• Task statement:
Find the line that contains "Phrase: chrome grille slat" and print it and every line after it, exactly, please.
** start of The data **
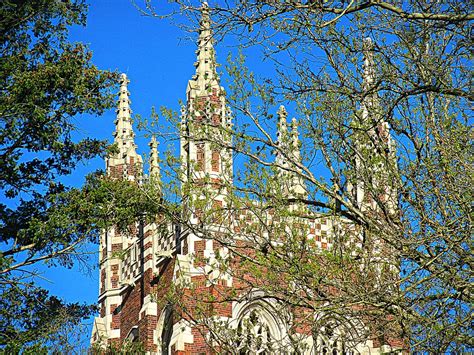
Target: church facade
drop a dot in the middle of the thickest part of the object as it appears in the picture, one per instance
(164, 284)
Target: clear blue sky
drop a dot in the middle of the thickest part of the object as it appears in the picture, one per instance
(158, 60)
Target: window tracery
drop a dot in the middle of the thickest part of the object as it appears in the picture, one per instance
(256, 334)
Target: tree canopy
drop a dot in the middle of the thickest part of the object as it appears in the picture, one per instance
(419, 93)
(48, 82)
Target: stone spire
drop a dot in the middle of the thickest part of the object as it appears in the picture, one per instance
(295, 142)
(287, 155)
(123, 134)
(373, 146)
(154, 161)
(125, 163)
(369, 64)
(205, 120)
(282, 129)
(206, 74)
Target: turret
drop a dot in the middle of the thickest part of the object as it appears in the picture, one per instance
(288, 157)
(205, 120)
(154, 170)
(124, 162)
(374, 156)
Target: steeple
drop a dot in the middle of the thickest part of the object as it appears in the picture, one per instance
(206, 74)
(205, 121)
(288, 156)
(125, 163)
(123, 134)
(374, 158)
(154, 162)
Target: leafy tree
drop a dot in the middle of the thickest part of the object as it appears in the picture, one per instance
(411, 255)
(47, 83)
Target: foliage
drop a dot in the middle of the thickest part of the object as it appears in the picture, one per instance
(47, 83)
(411, 255)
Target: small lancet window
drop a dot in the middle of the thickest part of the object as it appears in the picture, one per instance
(200, 158)
(215, 161)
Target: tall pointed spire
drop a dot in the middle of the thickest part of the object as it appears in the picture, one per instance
(295, 142)
(154, 161)
(123, 134)
(282, 127)
(125, 163)
(369, 102)
(206, 73)
(205, 139)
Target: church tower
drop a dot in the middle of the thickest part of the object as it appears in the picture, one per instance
(164, 277)
(206, 154)
(370, 184)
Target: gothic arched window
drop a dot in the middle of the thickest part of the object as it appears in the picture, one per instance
(256, 333)
(330, 339)
(167, 330)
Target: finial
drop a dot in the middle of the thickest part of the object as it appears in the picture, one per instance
(369, 65)
(124, 135)
(282, 114)
(154, 161)
(294, 134)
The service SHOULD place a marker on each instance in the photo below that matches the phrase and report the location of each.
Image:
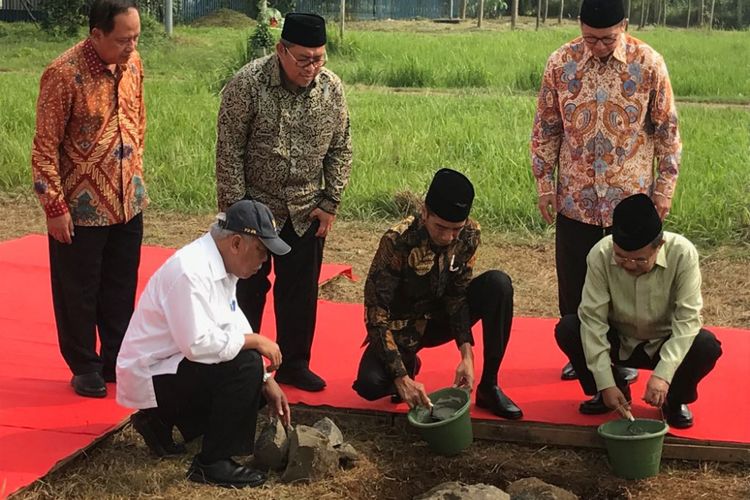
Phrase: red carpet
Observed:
(42, 421)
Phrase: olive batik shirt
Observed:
(412, 281)
(288, 150)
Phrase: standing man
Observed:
(641, 308)
(190, 358)
(283, 139)
(87, 163)
(605, 117)
(420, 293)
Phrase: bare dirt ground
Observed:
(396, 464)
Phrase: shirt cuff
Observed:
(55, 209)
(328, 205)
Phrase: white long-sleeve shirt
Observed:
(188, 310)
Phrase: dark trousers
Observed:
(94, 281)
(573, 241)
(217, 401)
(490, 298)
(295, 294)
(698, 362)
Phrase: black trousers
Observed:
(698, 362)
(573, 241)
(94, 281)
(217, 401)
(295, 294)
(490, 298)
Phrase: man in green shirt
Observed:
(641, 308)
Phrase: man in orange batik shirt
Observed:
(87, 163)
(605, 129)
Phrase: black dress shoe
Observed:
(678, 416)
(497, 402)
(301, 378)
(568, 373)
(596, 406)
(630, 375)
(226, 473)
(90, 385)
(156, 434)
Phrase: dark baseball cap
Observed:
(254, 218)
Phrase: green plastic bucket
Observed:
(634, 448)
(448, 430)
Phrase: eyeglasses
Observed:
(317, 62)
(606, 40)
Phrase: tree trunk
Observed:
(538, 13)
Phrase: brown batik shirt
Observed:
(87, 156)
(411, 282)
(291, 151)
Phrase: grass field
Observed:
(473, 111)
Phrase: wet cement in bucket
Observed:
(443, 408)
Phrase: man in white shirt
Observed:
(190, 359)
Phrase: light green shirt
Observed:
(661, 306)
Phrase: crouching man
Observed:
(420, 293)
(190, 359)
(641, 308)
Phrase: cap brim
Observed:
(276, 245)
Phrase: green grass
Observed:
(400, 138)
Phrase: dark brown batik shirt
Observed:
(291, 151)
(412, 281)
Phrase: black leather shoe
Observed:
(497, 402)
(630, 375)
(678, 416)
(596, 406)
(226, 473)
(568, 373)
(156, 434)
(301, 378)
(89, 385)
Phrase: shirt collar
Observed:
(620, 52)
(215, 262)
(94, 62)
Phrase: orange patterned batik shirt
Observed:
(87, 156)
(603, 125)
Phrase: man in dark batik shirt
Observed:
(420, 293)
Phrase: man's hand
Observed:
(326, 221)
(465, 370)
(412, 392)
(61, 228)
(663, 205)
(278, 405)
(269, 350)
(656, 391)
(614, 398)
(548, 207)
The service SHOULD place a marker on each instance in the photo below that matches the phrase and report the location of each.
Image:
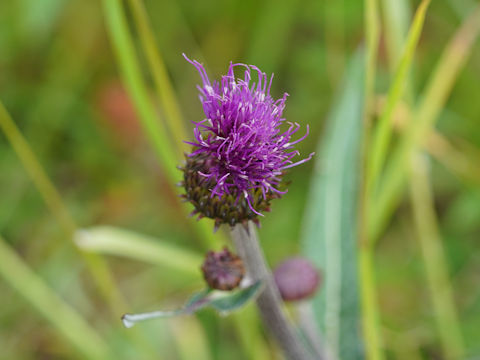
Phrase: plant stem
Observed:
(269, 301)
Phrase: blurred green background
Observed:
(60, 82)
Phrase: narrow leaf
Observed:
(330, 235)
(223, 302)
(119, 242)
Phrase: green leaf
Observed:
(222, 301)
(119, 242)
(330, 232)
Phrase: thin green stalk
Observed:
(436, 93)
(164, 88)
(95, 264)
(384, 129)
(436, 267)
(62, 316)
(368, 294)
(371, 316)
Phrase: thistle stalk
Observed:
(269, 301)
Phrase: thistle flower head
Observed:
(240, 140)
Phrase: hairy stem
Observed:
(269, 301)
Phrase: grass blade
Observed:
(330, 237)
(441, 292)
(164, 88)
(62, 316)
(384, 129)
(97, 267)
(436, 93)
(370, 315)
(114, 241)
(130, 69)
(129, 66)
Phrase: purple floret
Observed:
(241, 133)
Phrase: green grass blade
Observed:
(370, 315)
(435, 96)
(330, 237)
(396, 20)
(62, 316)
(129, 67)
(436, 266)
(114, 241)
(384, 129)
(164, 88)
(132, 76)
(97, 267)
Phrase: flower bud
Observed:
(223, 270)
(296, 279)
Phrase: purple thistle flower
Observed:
(241, 135)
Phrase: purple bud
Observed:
(296, 279)
(223, 270)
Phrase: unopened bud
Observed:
(296, 279)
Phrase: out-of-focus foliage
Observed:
(60, 82)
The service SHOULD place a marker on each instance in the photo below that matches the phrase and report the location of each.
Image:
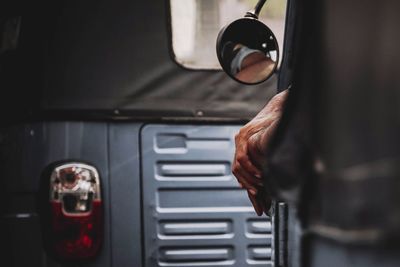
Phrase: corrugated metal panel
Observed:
(194, 212)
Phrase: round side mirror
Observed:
(248, 51)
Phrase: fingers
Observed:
(241, 157)
(245, 162)
(246, 180)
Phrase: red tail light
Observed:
(76, 217)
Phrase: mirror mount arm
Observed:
(256, 12)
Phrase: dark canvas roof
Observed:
(114, 55)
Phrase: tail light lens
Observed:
(76, 212)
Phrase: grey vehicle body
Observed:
(93, 81)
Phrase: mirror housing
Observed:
(248, 50)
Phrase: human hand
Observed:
(251, 142)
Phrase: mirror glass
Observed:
(248, 51)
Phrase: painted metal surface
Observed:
(194, 213)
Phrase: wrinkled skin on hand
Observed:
(251, 142)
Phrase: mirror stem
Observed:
(256, 12)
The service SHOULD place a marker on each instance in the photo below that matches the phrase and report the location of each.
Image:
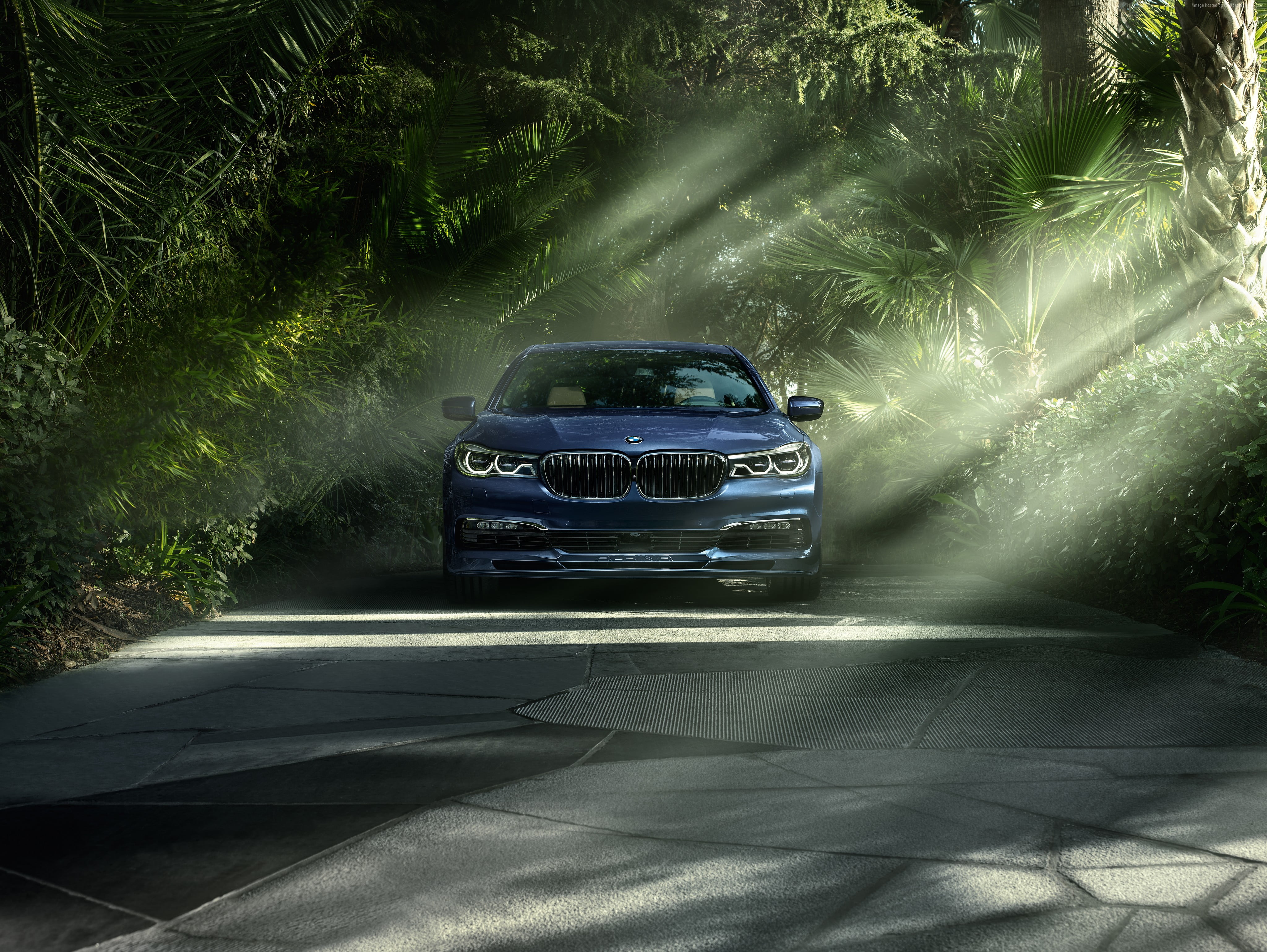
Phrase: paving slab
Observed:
(54, 770)
(917, 761)
(464, 878)
(250, 708)
(37, 917)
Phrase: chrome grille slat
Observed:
(587, 476)
(680, 474)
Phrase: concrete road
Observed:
(917, 761)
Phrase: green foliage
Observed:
(1237, 604)
(1153, 474)
(127, 127)
(40, 396)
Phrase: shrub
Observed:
(1151, 477)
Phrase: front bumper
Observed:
(529, 501)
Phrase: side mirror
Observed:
(459, 409)
(805, 409)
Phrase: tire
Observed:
(470, 590)
(795, 589)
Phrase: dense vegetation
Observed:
(250, 248)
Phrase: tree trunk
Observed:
(1070, 41)
(1222, 206)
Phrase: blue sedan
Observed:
(633, 459)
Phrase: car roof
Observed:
(631, 345)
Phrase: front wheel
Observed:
(469, 590)
(795, 589)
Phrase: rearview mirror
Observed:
** end of The data **
• Final answer:
Phrase: chrome grille slat
Observed:
(587, 476)
(680, 474)
Phrase: concrete road
Observed:
(917, 761)
Phrase: green foliage
Observed:
(1237, 604)
(1153, 474)
(127, 127)
(40, 396)
Phrase: shrub
Observed:
(1151, 477)
Phrase: front bumper
Observed:
(529, 501)
Phrase: side mirror
Observed:
(459, 409)
(805, 409)
Phrase: tire
Observed:
(470, 590)
(795, 589)
Phrase: dense vegetation
Observed:
(250, 248)
Phrase: tree trunk
Observed:
(1070, 41)
(1222, 206)
Phrase: blue sedan
Observed:
(633, 459)
Phrase: car roof
Observed:
(631, 345)
Phrase: front wheel
Observed:
(469, 590)
(795, 589)
Phrase: rearview mirror
Observed:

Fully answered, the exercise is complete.